TASK GOAL:
How many lines in the items below contain the string "sand", with case counting? Reply with the number alone.

MATERIAL SUPPLIED:
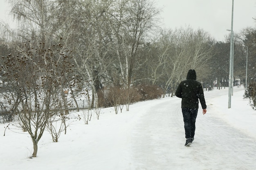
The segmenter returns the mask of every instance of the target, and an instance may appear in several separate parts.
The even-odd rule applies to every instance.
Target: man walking
[[[186,80],[180,82],[175,95],[182,99],[181,108],[184,121],[186,146],[189,146],[194,140],[195,130],[195,119],[198,109],[198,99],[203,109],[203,114],[206,113],[206,104],[202,85],[196,80],[195,70],[189,70]]]

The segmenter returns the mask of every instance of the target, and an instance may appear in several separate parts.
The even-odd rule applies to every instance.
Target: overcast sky
[[[231,29],[232,0],[155,0],[163,9],[161,16],[166,28],[189,25],[202,29],[218,41],[224,40]],[[238,33],[256,26],[256,0],[234,0],[233,30]]]
[[[224,40],[231,28],[232,0],[154,0],[162,9],[163,26],[174,29],[190,26],[202,29],[217,40]],[[233,30],[239,32],[247,26],[256,26],[256,0],[234,0]],[[5,0],[0,0],[0,18],[8,19],[9,9]]]

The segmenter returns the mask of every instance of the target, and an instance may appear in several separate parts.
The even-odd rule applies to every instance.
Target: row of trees
[[[159,28],[160,11],[150,0],[8,2],[18,26],[0,25],[0,106],[17,115],[30,135],[33,157],[49,120],[58,114],[65,123],[71,99],[78,110],[81,96],[89,109],[121,103],[128,110],[133,87],[143,92],[150,85],[158,92],[159,87],[173,92],[189,69],[197,70],[205,86],[216,77],[225,85],[228,79],[228,41],[216,42],[207,32],[190,27]],[[245,79],[245,44],[249,77],[256,77],[256,34],[248,28],[236,37],[236,77]],[[115,97],[113,89],[121,89],[126,97]]]

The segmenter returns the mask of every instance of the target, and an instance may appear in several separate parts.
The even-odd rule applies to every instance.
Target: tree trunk
[[[76,97],[75,97],[75,95],[74,94],[74,91],[71,88],[71,86],[70,85],[70,91],[71,91],[71,96],[72,96],[72,98],[75,102],[75,104],[76,104],[76,109],[78,112],[79,112],[79,106],[78,106],[78,104],[77,104],[77,102],[76,101]]]
[[[38,148],[37,146],[37,142],[36,142],[36,139],[32,139],[33,141],[33,145],[34,149],[34,151],[33,152],[33,154],[32,155],[32,157],[36,157],[36,155],[37,154],[37,150]]]

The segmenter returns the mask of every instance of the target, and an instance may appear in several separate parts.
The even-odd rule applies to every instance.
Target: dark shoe
[[[191,143],[191,139],[189,138],[186,140],[186,144],[185,144],[185,146],[189,146]]]
[[[194,140],[194,138],[192,137],[191,138],[190,138],[190,140],[191,140],[191,143],[192,143]]]

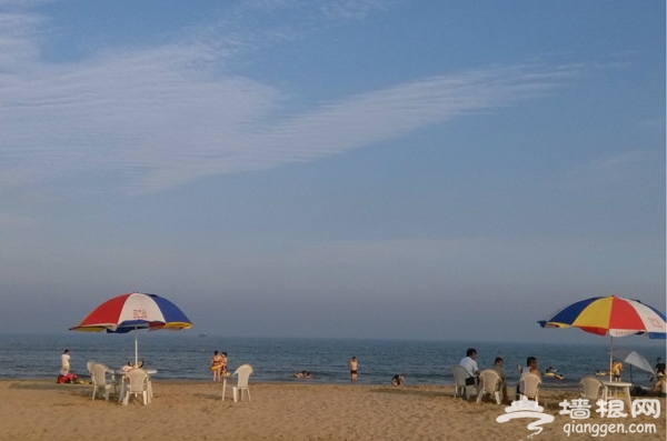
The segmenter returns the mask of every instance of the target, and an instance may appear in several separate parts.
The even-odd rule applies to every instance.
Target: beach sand
[[[231,381],[230,381],[231,383]],[[46,380],[0,381],[0,440],[593,440],[564,432],[573,420],[559,414],[574,391],[544,389],[540,405],[555,421],[540,434],[534,419],[499,423],[506,405],[480,404],[452,397],[447,385],[361,385],[250,383],[251,402],[235,403],[229,389],[210,381],[153,379],[152,403],[112,399],[91,401],[90,384]],[[594,407],[595,409],[595,407]],[[665,440],[665,399],[660,415],[621,419],[595,412],[585,423],[649,423],[656,433],[607,434],[605,440]],[[598,437],[603,438],[603,437]]]

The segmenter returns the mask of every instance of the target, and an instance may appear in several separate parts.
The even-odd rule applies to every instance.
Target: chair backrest
[[[537,397],[537,389],[541,384],[541,379],[535,373],[525,373],[521,375],[519,383],[522,385],[519,388],[522,394],[528,398],[535,398]]]
[[[248,378],[252,373],[252,367],[250,364],[241,364],[238,367],[236,371],[233,371],[233,375],[239,378],[239,382],[237,387],[247,388],[248,387]]]
[[[470,377],[466,368],[459,364],[451,367],[451,375],[457,387],[465,387],[466,379]]]
[[[89,370],[90,378],[92,379],[92,383],[94,385],[107,384],[107,372],[110,372],[109,368],[102,363],[91,363]]]
[[[605,385],[595,377],[584,377],[579,381],[579,398],[597,400]]]
[[[479,380],[484,392],[494,393],[500,389],[500,374],[494,369],[485,369],[479,372]]]
[[[131,369],[126,372],[126,378],[130,393],[148,390],[148,373],[143,369]]]

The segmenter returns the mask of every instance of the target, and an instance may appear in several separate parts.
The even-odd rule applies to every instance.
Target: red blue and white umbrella
[[[579,328],[598,335],[624,337],[648,334],[649,339],[665,339],[665,314],[639,300],[621,297],[594,297],[580,300],[558,311],[542,328]]]
[[[132,292],[107,300],[70,331],[125,333],[135,331],[135,363],[139,351],[137,330],[169,329],[180,331],[192,325],[190,319],[172,302],[156,295]]]
[[[558,311],[548,320],[538,322],[542,328],[579,328],[598,335],[609,334],[609,371],[614,358],[614,337],[646,334],[649,339],[665,339],[665,314],[639,300],[621,297],[593,297]]]

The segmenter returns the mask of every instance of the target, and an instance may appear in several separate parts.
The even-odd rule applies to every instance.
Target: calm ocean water
[[[518,381],[518,364],[527,355],[538,359],[544,372],[549,365],[565,374],[565,380],[545,379],[545,387],[571,388],[581,377],[605,369],[608,345],[511,342],[392,341],[281,338],[198,337],[186,332],[139,331],[139,359],[158,370],[157,379],[210,380],[209,362],[213,350],[228,353],[229,370],[243,363],[255,368],[252,380],[262,382],[310,381],[348,383],[348,360],[359,359],[361,384],[388,384],[396,373],[407,384],[450,384],[449,368],[457,364],[470,345],[478,350],[481,369],[492,365],[496,357],[505,359],[508,382]],[[608,342],[608,340],[607,340]],[[623,345],[618,345],[621,348]],[[86,362],[94,360],[120,368],[135,359],[135,338],[129,334],[0,334],[0,378],[37,378],[56,380],[63,349],[71,351],[72,372],[87,375]],[[634,348],[651,364],[665,357],[665,347],[651,344]],[[311,380],[297,380],[297,371],[315,374]],[[624,371],[629,380],[629,369]],[[635,369],[633,380],[649,385],[649,374]]]

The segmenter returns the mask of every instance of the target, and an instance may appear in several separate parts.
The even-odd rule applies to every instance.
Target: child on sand
[[[222,353],[227,355],[225,352]],[[211,371],[213,371],[213,381],[220,381],[222,372],[227,371],[227,357],[222,357],[218,351],[215,351],[211,359]]]

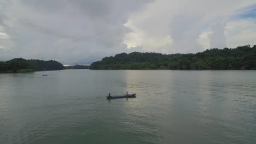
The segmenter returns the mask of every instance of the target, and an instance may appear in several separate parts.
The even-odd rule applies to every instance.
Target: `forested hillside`
[[[195,54],[134,52],[106,57],[91,69],[256,69],[256,45],[207,50]]]

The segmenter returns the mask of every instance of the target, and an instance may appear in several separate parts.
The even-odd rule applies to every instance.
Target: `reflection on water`
[[[61,71],[0,74],[0,143],[256,141],[255,71]]]

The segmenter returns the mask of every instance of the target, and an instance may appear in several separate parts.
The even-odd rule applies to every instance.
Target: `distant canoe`
[[[128,94],[129,95],[126,95],[126,94],[123,95],[112,95],[110,97],[106,96],[108,99],[114,99],[114,98],[130,98],[130,97],[135,97],[136,93],[131,93]]]

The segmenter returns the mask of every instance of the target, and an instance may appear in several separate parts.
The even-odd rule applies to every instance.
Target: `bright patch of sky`
[[[0,0],[0,61],[90,64],[256,44],[256,0]]]

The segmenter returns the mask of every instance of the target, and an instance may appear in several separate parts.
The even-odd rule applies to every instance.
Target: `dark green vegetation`
[[[65,67],[66,69],[89,69],[90,65],[75,65]]]
[[[61,63],[53,60],[48,61],[38,59],[27,60],[18,58],[6,62],[0,62],[0,73],[28,73],[65,69]]]
[[[106,57],[91,69],[256,69],[256,45],[213,49],[195,54],[134,52]]]

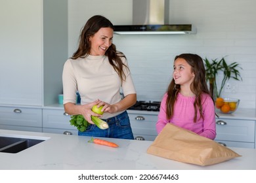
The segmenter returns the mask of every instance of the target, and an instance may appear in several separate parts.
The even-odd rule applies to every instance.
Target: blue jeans
[[[130,120],[126,110],[116,116],[104,120],[108,123],[109,128],[101,129],[96,125],[91,124],[84,132],[79,131],[78,135],[134,139]]]

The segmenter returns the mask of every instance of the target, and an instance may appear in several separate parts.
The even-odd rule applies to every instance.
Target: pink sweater
[[[174,114],[171,120],[167,120],[166,117],[167,98],[167,94],[165,93],[161,103],[160,111],[156,123],[156,130],[158,134],[167,123],[171,123],[210,139],[213,140],[215,138],[215,112],[213,101],[209,95],[203,95],[202,110],[204,120],[200,118],[200,114],[198,111],[196,123],[194,123],[193,104],[195,97],[184,97],[179,93],[175,105]]]

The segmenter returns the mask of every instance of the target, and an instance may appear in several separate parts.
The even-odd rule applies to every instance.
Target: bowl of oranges
[[[240,100],[234,98],[218,97],[215,100],[215,108],[217,112],[231,114],[236,110]]]

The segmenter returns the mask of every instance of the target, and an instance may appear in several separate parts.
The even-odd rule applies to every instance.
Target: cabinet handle
[[[71,133],[70,131],[65,131],[64,133],[63,133],[64,135],[72,135],[72,133]]]
[[[63,115],[64,115],[64,116],[70,116],[70,114],[68,114],[67,112],[64,112],[64,113],[63,113]]]
[[[15,108],[14,110],[13,110],[13,112],[14,112],[15,113],[22,113],[22,110],[18,108]]]
[[[219,120],[216,122],[216,124],[221,125],[226,125],[226,122],[225,122],[223,120]]]
[[[145,120],[145,118],[144,118],[143,116],[138,116],[135,117],[135,120]]]
[[[226,146],[225,143],[220,142],[219,142],[218,143],[220,144],[221,145],[223,146],[225,146],[225,147]]]
[[[138,136],[135,138],[135,140],[137,141],[145,141],[145,139],[143,137]]]

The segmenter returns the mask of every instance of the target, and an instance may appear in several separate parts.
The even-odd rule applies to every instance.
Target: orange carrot
[[[114,142],[104,141],[104,140],[100,139],[93,139],[93,137],[91,137],[91,141],[89,141],[88,142],[94,142],[95,144],[96,144],[107,146],[110,146],[110,147],[112,147],[112,148],[118,147],[118,145],[117,144],[114,143]]]

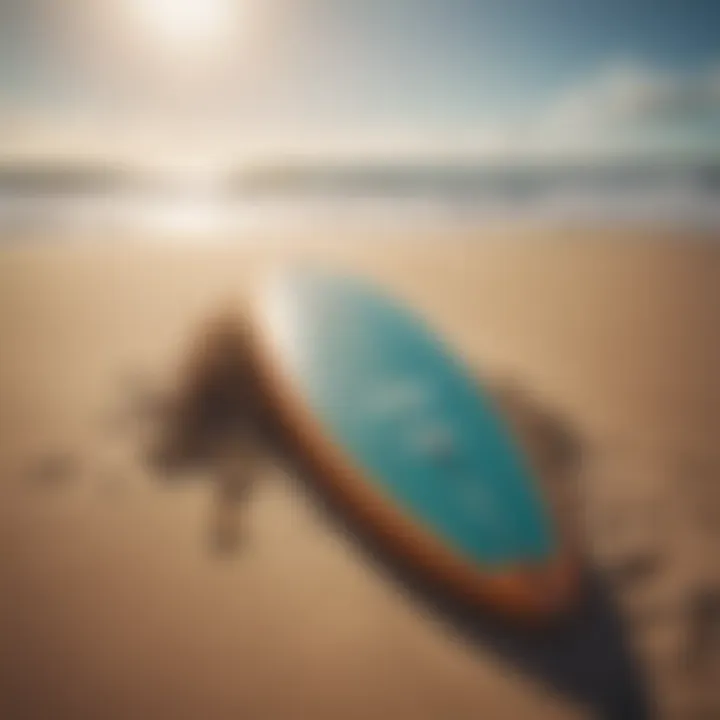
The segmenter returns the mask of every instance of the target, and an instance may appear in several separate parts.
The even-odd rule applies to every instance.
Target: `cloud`
[[[3,108],[0,108],[2,111]],[[3,122],[4,120],[4,122]],[[357,127],[288,125],[282,118],[153,117],[48,118],[0,112],[0,154],[92,151],[144,159],[183,152],[262,161],[296,158],[382,162],[472,161],[613,156],[636,152],[720,152],[720,62],[694,73],[671,73],[632,60],[606,63],[550,97],[520,122],[464,126],[415,123]],[[49,148],[49,149],[48,149]]]
[[[720,117],[720,68],[678,75],[616,62],[562,94],[546,122],[568,129],[643,127]]]

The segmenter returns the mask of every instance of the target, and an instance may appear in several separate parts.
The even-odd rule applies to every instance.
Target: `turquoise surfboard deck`
[[[388,502],[484,572],[542,566],[556,528],[489,394],[418,317],[327,272],[276,278],[265,331],[327,438]]]

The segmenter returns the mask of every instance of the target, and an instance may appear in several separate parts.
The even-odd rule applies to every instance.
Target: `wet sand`
[[[128,399],[151,403],[209,314],[304,257],[387,285],[520,413],[562,418],[582,453],[558,486],[660,716],[720,714],[720,245],[508,231],[4,246],[0,717],[586,716],[400,592],[281,467],[259,465],[218,554],[206,474],[143,462]]]

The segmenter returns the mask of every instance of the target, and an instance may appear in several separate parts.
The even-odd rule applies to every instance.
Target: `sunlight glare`
[[[236,20],[232,0],[131,0],[146,30],[158,41],[189,50],[209,47]]]

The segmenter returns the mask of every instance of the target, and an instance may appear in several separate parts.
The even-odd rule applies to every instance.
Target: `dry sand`
[[[141,462],[123,403],[304,256],[385,283],[568,419],[581,528],[660,716],[720,717],[720,245],[609,231],[2,248],[0,717],[586,716],[398,592],[277,467],[220,558],[208,484]]]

EXERCISE RESULT:
4